* start MATERIALS PROVIDED *

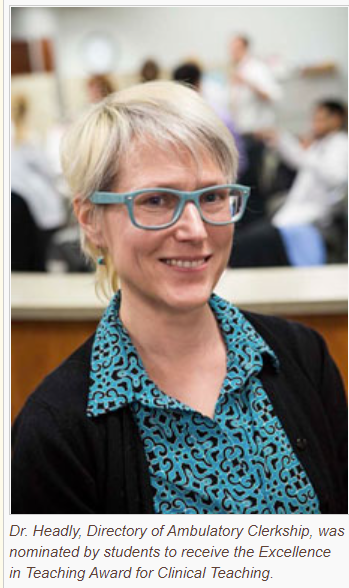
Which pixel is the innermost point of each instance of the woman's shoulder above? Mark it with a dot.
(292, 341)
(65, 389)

* end MATERIALS PROVIDED *
* start MATERIALS PROVIDED *

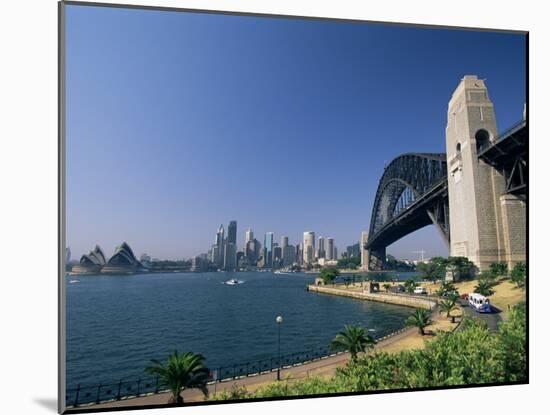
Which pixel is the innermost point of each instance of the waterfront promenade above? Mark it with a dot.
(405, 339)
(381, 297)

* end MATERIALS PROVIDED *
* start MATERIALS PROVIDED *

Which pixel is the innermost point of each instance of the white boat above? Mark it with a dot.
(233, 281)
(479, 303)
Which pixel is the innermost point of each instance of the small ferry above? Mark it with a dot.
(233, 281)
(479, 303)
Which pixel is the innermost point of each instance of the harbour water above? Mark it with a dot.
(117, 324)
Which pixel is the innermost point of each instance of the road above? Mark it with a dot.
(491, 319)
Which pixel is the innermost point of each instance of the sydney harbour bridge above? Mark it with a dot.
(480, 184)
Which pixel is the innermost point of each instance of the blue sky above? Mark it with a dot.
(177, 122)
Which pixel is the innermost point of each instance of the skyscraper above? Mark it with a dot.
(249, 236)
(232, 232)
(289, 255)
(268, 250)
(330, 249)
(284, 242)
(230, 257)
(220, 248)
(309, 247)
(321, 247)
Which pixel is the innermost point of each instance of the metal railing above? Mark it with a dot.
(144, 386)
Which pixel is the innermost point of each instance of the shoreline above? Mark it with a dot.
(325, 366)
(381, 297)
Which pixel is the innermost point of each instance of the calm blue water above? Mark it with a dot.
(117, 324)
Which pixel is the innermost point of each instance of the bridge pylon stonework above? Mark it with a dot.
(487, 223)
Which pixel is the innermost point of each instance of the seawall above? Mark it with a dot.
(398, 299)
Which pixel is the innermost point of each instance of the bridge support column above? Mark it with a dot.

* end MATERIALS PROVIDED *

### EXERCISE INSTRUCTIONS
Return every line in the items above that contains the word "harbour".

### OUTPUT BELOW
Which pixel is the innermost point of each instance of the harbour water above? Mark it with a dot.
Which pixel is the innermost point of each instance of the sydney harbour bridge above? Mark it with a dot.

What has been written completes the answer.